* BEGIN Data to use *

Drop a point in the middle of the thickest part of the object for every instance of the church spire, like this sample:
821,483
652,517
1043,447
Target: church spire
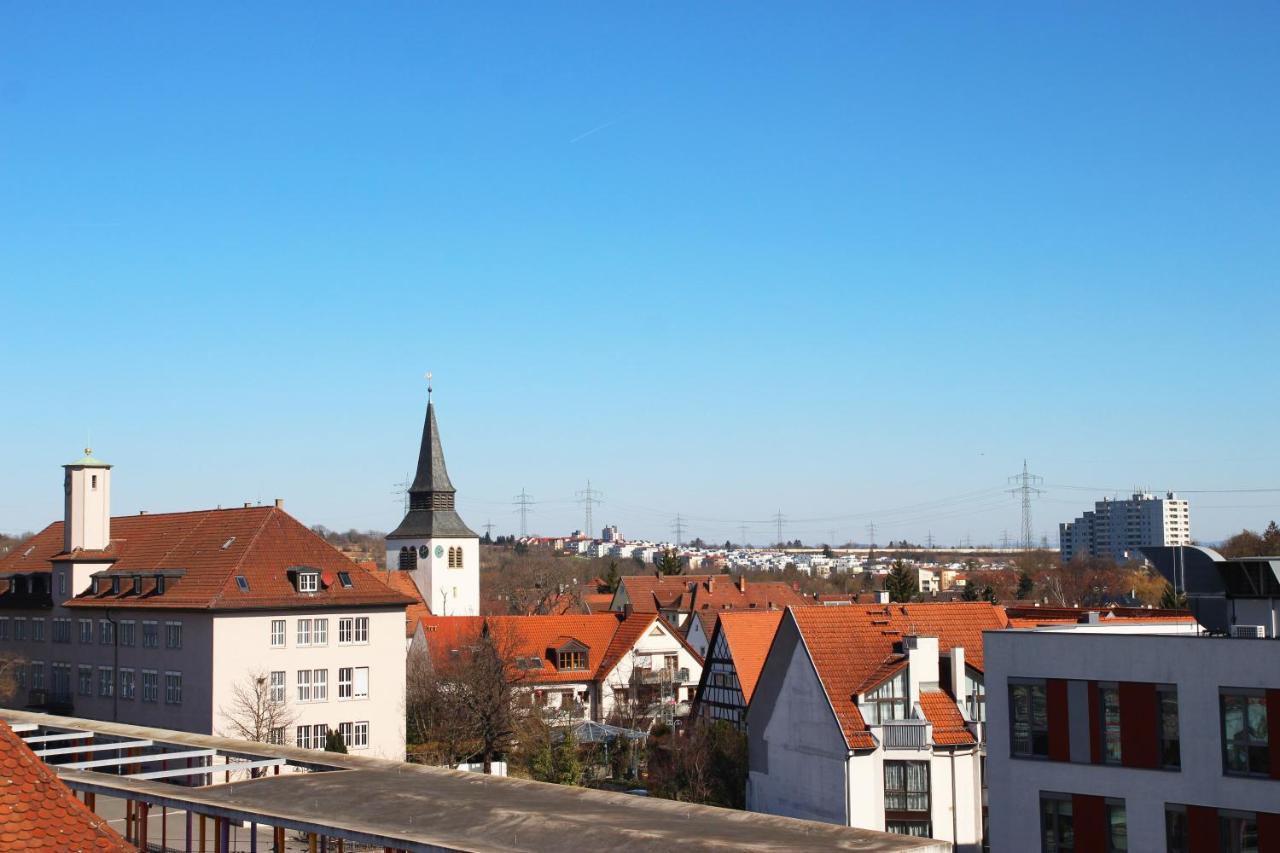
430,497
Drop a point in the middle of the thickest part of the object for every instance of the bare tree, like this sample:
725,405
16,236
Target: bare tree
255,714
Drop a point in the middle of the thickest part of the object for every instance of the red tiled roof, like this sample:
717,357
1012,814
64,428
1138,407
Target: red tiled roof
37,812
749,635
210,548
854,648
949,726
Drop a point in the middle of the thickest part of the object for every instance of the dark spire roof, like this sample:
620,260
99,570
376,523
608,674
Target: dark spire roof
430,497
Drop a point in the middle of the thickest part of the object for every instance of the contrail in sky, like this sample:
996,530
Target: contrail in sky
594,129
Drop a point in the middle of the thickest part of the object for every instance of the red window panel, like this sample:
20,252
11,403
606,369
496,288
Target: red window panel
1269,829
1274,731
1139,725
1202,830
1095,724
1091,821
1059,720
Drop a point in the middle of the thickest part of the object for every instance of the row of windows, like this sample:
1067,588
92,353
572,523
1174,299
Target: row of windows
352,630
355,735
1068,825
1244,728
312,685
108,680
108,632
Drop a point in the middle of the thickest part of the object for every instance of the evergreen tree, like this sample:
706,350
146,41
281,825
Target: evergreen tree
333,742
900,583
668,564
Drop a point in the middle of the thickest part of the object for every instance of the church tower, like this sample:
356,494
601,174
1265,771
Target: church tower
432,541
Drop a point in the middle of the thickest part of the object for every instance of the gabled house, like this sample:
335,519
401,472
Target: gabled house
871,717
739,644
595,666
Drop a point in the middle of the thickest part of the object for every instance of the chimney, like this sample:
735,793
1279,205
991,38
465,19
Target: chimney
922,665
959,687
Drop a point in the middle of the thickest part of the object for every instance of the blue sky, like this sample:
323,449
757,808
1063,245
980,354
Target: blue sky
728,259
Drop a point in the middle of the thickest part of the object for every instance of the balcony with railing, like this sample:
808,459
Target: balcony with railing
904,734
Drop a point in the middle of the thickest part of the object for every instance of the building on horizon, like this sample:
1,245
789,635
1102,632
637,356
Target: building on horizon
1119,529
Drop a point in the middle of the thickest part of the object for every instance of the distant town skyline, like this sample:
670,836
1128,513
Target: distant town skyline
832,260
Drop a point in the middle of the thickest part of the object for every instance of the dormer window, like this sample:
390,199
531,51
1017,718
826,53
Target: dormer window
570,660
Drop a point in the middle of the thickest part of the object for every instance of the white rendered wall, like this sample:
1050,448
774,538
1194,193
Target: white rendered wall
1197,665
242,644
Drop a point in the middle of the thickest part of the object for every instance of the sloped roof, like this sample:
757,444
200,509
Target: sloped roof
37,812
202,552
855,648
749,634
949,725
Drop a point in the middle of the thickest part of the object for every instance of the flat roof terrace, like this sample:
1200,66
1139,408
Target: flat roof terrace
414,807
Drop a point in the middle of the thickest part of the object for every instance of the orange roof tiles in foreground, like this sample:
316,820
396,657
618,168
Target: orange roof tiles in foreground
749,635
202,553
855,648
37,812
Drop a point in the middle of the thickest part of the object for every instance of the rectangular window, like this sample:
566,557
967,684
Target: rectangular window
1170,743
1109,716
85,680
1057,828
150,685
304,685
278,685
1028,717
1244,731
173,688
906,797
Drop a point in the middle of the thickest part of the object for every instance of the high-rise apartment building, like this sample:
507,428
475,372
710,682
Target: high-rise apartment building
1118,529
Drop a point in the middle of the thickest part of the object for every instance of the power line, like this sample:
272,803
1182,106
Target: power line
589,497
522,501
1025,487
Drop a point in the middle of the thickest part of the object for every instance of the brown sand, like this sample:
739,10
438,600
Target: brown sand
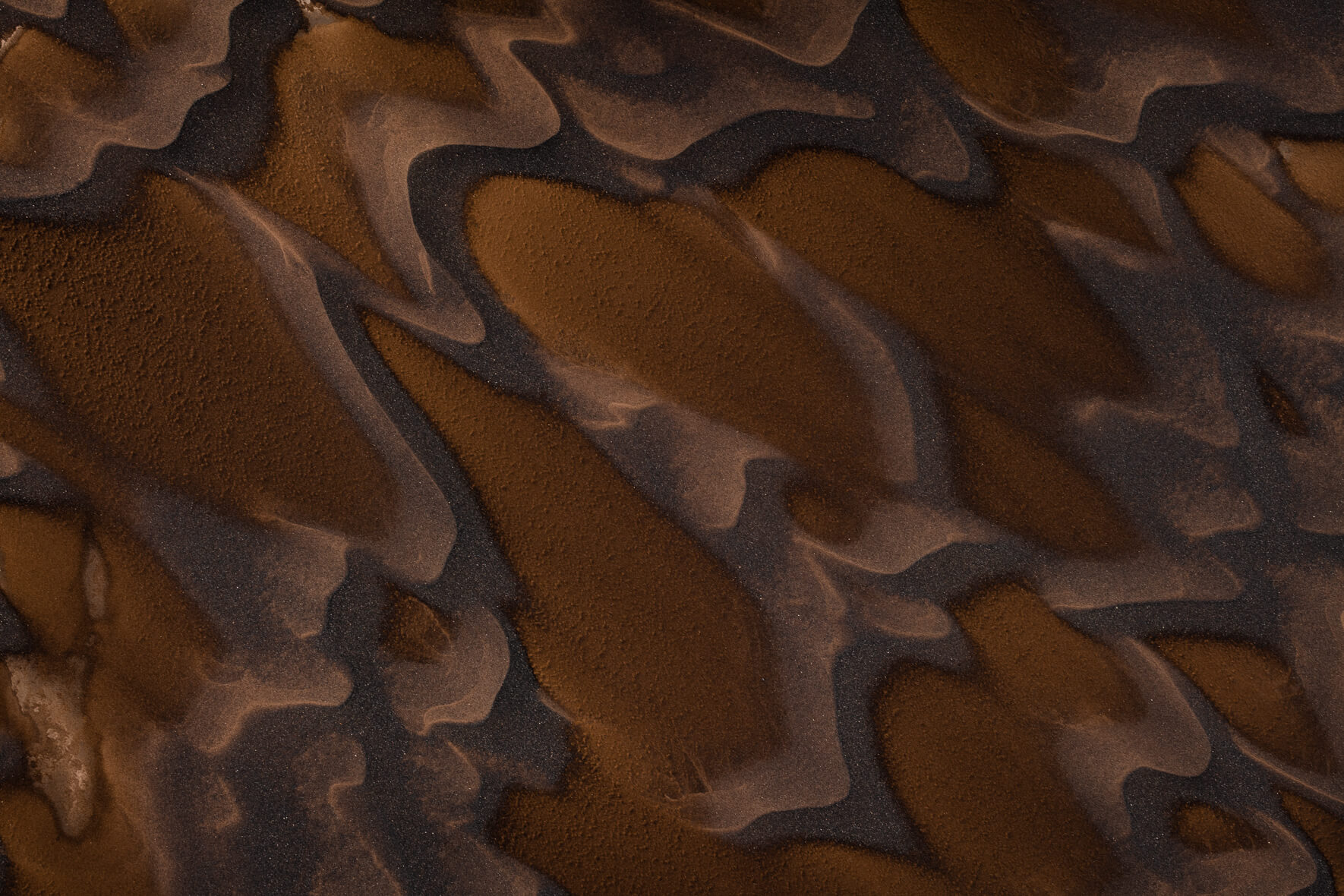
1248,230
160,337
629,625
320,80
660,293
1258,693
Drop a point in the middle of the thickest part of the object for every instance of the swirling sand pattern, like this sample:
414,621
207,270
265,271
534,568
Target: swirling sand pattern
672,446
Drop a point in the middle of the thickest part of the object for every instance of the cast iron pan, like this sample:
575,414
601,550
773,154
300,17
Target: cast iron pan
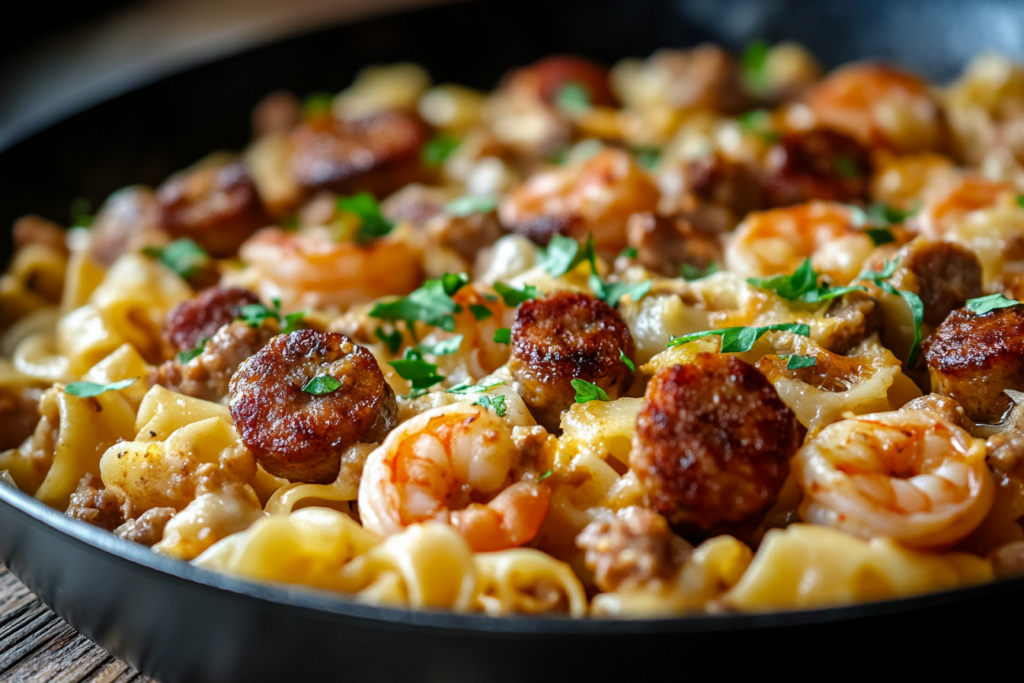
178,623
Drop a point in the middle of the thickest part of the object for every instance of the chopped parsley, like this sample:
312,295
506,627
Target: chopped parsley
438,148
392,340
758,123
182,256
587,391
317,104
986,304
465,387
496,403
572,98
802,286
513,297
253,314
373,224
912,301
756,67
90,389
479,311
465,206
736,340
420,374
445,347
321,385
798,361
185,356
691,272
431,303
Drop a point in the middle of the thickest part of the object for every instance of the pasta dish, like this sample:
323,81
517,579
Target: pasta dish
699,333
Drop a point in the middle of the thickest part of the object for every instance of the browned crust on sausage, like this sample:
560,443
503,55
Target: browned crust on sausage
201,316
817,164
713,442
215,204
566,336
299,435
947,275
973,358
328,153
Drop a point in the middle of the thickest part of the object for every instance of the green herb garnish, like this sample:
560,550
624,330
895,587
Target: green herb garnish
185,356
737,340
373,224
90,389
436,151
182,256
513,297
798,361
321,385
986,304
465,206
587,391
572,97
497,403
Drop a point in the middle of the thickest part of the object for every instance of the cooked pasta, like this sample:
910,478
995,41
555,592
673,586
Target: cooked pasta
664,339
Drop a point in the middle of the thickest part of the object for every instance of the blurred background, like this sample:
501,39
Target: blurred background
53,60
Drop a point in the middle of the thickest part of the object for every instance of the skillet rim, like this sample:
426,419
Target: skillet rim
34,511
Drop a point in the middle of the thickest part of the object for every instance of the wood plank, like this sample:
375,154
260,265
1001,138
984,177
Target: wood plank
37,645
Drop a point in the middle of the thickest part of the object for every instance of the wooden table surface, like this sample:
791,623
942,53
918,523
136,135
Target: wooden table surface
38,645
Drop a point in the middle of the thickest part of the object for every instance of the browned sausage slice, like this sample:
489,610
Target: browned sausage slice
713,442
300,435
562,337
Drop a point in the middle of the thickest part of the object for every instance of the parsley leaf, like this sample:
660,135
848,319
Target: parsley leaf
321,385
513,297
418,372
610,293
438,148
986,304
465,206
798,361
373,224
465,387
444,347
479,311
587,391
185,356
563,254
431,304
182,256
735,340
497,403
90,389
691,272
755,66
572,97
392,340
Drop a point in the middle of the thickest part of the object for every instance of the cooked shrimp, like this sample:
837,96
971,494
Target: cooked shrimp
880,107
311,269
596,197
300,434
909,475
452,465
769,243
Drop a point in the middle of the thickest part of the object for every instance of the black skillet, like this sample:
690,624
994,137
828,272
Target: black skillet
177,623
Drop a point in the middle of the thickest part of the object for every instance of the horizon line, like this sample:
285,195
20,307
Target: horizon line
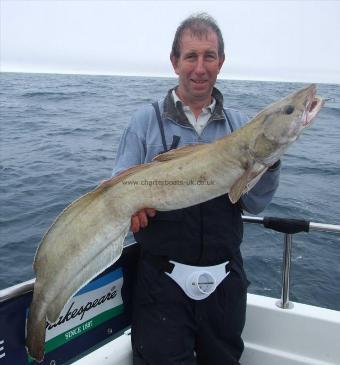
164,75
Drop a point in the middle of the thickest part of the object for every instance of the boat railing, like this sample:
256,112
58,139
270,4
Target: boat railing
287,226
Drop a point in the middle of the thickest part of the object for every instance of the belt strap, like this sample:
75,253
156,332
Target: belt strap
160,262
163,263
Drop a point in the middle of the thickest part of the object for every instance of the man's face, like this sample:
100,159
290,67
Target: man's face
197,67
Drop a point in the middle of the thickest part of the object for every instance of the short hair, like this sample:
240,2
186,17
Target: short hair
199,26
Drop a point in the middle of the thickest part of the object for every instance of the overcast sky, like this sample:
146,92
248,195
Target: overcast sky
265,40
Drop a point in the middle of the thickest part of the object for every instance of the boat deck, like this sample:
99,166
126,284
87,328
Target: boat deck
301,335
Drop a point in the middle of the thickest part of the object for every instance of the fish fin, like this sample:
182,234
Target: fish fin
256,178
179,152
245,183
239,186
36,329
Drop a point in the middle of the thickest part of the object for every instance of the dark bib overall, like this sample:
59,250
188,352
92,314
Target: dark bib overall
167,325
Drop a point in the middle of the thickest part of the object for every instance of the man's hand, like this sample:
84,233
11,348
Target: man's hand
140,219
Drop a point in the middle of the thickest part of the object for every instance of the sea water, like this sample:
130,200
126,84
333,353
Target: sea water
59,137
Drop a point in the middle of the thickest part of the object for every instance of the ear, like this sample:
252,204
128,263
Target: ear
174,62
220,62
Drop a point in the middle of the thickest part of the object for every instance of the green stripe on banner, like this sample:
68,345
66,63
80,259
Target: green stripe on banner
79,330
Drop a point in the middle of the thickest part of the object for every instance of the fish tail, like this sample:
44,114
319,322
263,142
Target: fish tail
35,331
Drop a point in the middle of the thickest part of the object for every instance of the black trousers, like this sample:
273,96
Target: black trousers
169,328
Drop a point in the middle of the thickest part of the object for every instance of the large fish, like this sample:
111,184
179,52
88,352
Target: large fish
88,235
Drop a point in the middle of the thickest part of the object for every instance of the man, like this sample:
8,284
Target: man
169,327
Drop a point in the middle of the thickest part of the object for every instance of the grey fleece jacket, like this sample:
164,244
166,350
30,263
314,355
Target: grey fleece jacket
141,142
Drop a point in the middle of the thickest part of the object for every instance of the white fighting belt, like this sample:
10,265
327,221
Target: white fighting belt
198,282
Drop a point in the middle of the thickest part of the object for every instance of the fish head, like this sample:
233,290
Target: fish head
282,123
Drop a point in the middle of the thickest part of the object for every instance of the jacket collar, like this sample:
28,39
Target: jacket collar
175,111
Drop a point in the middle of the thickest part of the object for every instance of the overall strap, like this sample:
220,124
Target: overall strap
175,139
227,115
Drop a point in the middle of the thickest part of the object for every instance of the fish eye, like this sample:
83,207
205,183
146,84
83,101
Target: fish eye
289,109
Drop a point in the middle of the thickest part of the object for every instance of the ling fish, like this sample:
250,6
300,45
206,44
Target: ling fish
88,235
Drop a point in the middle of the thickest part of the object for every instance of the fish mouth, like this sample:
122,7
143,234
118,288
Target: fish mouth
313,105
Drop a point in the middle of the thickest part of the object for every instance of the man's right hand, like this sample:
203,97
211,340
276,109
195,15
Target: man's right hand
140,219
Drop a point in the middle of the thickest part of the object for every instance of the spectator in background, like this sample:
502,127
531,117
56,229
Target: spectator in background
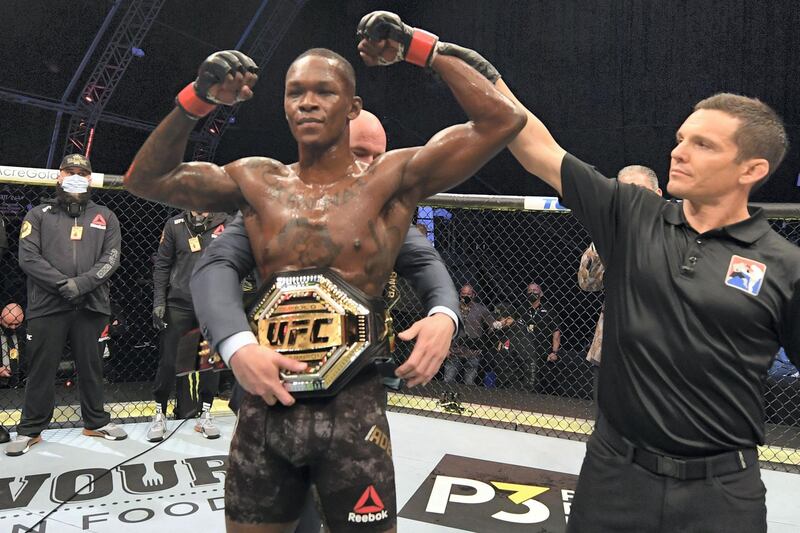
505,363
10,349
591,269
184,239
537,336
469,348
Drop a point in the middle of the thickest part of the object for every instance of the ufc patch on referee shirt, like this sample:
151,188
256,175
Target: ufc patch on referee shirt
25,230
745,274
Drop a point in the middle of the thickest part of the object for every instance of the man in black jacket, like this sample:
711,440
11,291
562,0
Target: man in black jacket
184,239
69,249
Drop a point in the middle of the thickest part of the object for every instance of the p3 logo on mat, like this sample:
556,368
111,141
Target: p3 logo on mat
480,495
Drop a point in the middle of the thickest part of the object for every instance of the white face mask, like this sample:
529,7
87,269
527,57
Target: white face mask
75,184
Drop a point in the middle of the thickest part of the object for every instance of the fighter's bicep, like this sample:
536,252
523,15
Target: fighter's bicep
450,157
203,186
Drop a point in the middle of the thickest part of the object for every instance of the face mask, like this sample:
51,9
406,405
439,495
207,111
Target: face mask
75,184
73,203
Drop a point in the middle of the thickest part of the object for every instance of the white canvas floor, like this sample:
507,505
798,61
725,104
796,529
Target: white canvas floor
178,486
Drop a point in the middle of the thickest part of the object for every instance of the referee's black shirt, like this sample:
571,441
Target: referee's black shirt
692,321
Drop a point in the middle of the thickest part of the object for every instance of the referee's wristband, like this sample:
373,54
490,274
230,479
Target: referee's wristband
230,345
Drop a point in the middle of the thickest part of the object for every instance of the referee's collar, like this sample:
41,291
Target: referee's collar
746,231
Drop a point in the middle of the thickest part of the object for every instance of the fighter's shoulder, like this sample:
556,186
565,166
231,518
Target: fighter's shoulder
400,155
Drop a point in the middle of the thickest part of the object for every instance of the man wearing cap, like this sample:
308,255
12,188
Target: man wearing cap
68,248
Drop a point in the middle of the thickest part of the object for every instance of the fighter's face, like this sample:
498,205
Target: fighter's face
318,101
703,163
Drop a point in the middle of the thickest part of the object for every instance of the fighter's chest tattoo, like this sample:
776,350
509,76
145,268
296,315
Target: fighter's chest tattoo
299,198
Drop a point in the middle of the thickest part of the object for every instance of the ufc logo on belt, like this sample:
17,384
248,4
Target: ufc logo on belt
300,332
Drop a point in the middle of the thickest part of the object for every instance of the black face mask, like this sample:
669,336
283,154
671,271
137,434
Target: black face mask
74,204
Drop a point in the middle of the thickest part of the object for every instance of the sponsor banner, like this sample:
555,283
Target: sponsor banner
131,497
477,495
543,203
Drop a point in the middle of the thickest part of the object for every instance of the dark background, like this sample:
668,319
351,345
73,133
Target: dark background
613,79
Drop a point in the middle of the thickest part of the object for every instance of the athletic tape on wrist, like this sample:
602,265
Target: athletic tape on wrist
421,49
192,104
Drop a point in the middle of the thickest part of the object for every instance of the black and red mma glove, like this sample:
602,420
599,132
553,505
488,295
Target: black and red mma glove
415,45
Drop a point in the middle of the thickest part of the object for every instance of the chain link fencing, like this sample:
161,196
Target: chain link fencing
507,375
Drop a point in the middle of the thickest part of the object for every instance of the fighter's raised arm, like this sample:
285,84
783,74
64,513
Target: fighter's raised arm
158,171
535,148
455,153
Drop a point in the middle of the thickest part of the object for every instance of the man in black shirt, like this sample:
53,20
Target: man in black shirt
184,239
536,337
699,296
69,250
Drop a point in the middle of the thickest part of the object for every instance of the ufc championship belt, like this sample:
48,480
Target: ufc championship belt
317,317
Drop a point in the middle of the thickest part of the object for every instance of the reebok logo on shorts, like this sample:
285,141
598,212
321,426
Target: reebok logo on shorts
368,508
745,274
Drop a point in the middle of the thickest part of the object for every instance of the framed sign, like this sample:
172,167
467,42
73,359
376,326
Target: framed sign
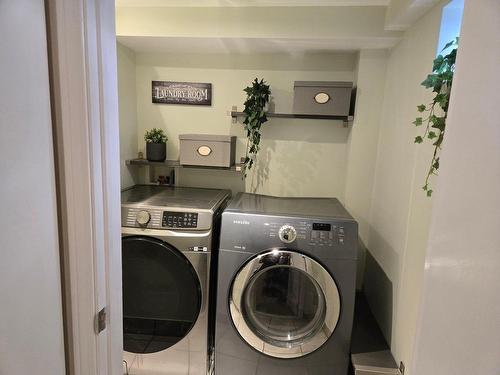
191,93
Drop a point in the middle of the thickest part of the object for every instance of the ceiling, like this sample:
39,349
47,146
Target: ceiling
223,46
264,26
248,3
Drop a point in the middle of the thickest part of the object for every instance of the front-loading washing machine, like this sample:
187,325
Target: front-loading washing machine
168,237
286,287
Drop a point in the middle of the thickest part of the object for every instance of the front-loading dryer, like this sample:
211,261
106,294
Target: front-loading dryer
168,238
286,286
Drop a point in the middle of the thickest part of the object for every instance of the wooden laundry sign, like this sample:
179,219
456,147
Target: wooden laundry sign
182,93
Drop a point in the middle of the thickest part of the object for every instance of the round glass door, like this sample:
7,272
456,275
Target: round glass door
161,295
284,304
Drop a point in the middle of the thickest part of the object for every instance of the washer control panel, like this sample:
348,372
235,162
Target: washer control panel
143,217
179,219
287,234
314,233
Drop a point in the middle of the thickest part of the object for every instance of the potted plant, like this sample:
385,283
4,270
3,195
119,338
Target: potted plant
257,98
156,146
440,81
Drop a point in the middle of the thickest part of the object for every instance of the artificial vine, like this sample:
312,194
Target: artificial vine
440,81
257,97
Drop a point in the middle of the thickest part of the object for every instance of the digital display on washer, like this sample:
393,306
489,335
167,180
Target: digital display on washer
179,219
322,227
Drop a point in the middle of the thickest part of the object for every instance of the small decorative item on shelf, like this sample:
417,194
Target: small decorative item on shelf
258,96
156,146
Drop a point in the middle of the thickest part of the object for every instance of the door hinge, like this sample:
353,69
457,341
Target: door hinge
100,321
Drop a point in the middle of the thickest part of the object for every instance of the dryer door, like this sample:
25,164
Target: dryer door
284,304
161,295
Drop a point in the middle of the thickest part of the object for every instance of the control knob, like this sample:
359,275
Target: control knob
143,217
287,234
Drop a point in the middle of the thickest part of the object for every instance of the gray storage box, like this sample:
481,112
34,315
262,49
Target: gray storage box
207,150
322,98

* END Data to use *

### Requirements
Please copy every line in full, starting at the line containing "of the control" and ending at the last line. Multiply each answer coordinate by 1.5 and round it to a whole number, with halves rounded up.

### Output
Drop a point in the middle of the thickest part of the object for every instance of the control knob, like this sample:
359,275
Target: control knob
215,326
431,351
Drop a point in the middle of the thickest part of the object for every instance of the gray storage box, like this sample:
481,112
34,315
262,49
Target: gray storage box
311,225
483,147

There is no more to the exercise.